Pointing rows
* * * * * * *

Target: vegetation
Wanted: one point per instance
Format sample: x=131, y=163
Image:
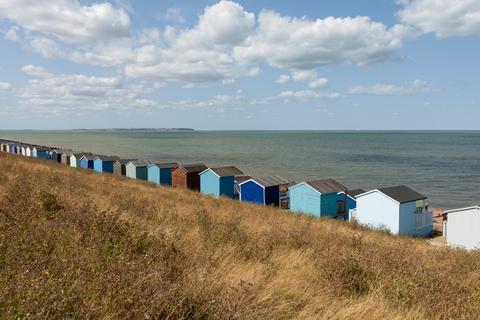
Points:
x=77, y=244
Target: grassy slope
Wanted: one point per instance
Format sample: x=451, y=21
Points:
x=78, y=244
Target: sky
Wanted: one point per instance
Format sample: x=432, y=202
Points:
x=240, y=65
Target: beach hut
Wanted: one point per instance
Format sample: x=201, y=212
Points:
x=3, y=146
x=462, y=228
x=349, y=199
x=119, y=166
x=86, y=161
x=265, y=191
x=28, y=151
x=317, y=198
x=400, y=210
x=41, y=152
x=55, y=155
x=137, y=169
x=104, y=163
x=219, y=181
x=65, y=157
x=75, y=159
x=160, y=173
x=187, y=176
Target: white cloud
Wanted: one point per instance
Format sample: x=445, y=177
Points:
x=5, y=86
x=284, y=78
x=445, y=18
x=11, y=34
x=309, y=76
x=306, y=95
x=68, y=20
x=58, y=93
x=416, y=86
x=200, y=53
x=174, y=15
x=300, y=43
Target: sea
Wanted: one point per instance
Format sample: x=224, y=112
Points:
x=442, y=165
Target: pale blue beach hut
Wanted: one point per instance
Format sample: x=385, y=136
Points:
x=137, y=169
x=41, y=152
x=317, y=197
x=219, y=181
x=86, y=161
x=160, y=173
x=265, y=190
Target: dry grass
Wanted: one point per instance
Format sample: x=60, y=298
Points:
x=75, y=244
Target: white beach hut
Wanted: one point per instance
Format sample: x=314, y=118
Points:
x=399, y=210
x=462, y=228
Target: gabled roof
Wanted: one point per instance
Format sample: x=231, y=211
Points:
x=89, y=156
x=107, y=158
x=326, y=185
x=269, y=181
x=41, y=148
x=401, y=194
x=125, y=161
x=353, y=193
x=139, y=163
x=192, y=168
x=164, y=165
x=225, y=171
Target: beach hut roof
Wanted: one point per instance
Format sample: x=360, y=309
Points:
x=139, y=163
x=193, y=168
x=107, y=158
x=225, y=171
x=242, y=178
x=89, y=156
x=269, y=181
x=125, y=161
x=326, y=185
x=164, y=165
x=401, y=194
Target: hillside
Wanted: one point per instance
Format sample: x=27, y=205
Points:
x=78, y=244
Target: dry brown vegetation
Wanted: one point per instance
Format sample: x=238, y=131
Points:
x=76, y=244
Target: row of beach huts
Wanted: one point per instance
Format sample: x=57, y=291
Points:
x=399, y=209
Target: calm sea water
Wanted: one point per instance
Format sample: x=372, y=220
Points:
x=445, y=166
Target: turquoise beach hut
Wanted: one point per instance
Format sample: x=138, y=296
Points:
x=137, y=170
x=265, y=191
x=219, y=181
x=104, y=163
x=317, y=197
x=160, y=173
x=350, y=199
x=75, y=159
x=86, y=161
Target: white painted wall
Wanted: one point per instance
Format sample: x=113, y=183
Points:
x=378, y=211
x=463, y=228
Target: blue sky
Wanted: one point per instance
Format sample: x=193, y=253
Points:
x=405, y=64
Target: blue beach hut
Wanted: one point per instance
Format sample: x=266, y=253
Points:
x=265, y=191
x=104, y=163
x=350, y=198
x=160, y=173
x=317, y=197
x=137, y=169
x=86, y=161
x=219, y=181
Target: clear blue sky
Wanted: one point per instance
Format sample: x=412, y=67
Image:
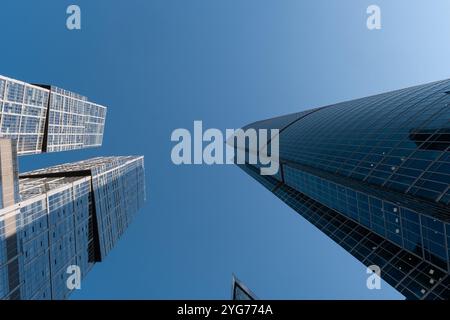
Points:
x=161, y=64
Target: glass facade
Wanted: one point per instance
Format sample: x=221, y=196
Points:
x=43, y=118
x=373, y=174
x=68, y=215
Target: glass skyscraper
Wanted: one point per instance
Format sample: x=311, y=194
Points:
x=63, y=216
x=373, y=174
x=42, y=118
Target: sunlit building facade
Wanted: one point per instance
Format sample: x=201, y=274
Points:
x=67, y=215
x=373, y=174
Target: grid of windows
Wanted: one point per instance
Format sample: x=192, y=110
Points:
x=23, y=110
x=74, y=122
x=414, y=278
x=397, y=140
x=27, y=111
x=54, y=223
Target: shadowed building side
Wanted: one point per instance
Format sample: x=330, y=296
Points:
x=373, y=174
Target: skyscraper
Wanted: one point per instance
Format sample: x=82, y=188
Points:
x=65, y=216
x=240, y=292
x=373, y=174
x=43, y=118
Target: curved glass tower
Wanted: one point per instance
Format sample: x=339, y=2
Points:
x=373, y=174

* * * * * * *

▶ [What the task requires]: Copy all of the rows above word for word. Leave out the pictures.

▶ [Expected answer]:
Target: vegetation
Wanted: one point per instance
Format sample: x=131, y=163
Image:
Points:
x=77, y=244
Target: grassy slope
Wanted: one point per instance
Format sample: x=451, y=21
Points:
x=78, y=244
Target: sky
Wanted: one point per instance
Format sample: x=432, y=202
Points:
x=240, y=65
Target: beach hut
Wanted: one point per instance
Format sample: x=201, y=212
Points:
x=3, y=146
x=462, y=228
x=349, y=199
x=119, y=166
x=86, y=161
x=265, y=191
x=28, y=151
x=317, y=198
x=400, y=210
x=41, y=152
x=55, y=155
x=137, y=169
x=104, y=163
x=219, y=181
x=65, y=157
x=75, y=159
x=160, y=173
x=187, y=176
Target: white cloud
Wanted: one point per instance
Format sample: x=445, y=177
Points:
x=5, y=86
x=284, y=78
x=445, y=18
x=11, y=34
x=309, y=76
x=306, y=95
x=68, y=20
x=58, y=93
x=416, y=86
x=200, y=53
x=174, y=15
x=300, y=43
Target: sea
Wanted: one point per instance
Format sample: x=224, y=112
Points:
x=442, y=165
Target: pale blue beach hut
Wanted: one point per instance
Format sample: x=385, y=136
Points:
x=137, y=169
x=41, y=152
x=317, y=197
x=219, y=181
x=86, y=161
x=160, y=173
x=265, y=190
Target: dry grass
Wanted: one point per instance
Format sample: x=60, y=298
Points:
x=75, y=244
Target: white beach hut
Wanted: one point per instance
Format sample: x=314, y=118
Points:
x=399, y=210
x=462, y=228
Target: gabled roof
Wanted: one point per instance
Format sample: x=231, y=211
Points:
x=89, y=156
x=107, y=158
x=326, y=185
x=269, y=181
x=41, y=148
x=401, y=194
x=125, y=161
x=353, y=193
x=139, y=163
x=192, y=168
x=164, y=165
x=225, y=171
Target: beach hut roof
Wanted: one point per instance
Format sample: x=360, y=309
Points:
x=139, y=163
x=193, y=168
x=107, y=158
x=225, y=171
x=242, y=178
x=89, y=156
x=269, y=181
x=125, y=161
x=326, y=185
x=164, y=165
x=401, y=194
Target: hillside
Wanted: one point per instance
Format sample: x=27, y=205
Points:
x=78, y=244
Target: dry brown vegetation
Wanted: one point per instance
Format sample: x=238, y=131
Points:
x=76, y=244
Target: row of beach huts
Wanted: one point per instance
Format sample: x=57, y=291
Points:
x=399, y=209
Target: calm sea water
Wanted: one point per instance
Format sample: x=372, y=220
Points:
x=445, y=166
Target: turquoise beach hut
Wanted: one point per instance
Format sample: x=138, y=296
Points:
x=137, y=170
x=265, y=191
x=219, y=181
x=104, y=163
x=317, y=197
x=160, y=173
x=350, y=199
x=75, y=159
x=86, y=161
Target: white painted wall
Wanted: one point per instance
Format sample: x=113, y=183
Points:
x=378, y=211
x=463, y=228
Target: blue sky
Wanted: one point per instance
Format sample: x=193, y=253
Points:
x=405, y=64
Target: blue beach hut
Wanted: one point per instance
Format sample: x=266, y=253
Points:
x=265, y=191
x=104, y=163
x=350, y=198
x=160, y=173
x=317, y=197
x=137, y=169
x=86, y=161
x=219, y=181
Target: clear blue sky
Wanted: one point per instance
Format sample: x=412, y=67
Image:
Points:
x=161, y=64
Target: glass facade
Wanted: one point per instance
Format sample: x=221, y=196
Points:
x=43, y=118
x=373, y=174
x=68, y=215
Target: glass skyscraper
Wanted: one point per instance
Format sample: x=311, y=194
Points:
x=63, y=216
x=373, y=174
x=42, y=118
Target: sunlit building facade
Wanted: one point per instance
Format sample: x=201, y=274
Points:
x=67, y=215
x=373, y=174
Target: grid of windows
Wanted: one point per instance
Format sample: x=192, y=110
Points:
x=23, y=110
x=74, y=122
x=414, y=278
x=397, y=140
x=27, y=111
x=54, y=223
Target: shadowed building side
Wanted: one point per instance
Format sample: x=330, y=296
Points:
x=373, y=174
Target: skyscraper
Wanted: one point per instance
Format sample: x=82, y=188
Points:
x=65, y=216
x=240, y=292
x=373, y=174
x=43, y=118
Target: curved glass tower
Wanted: one point per instance
Format sample: x=339, y=2
Points:
x=373, y=174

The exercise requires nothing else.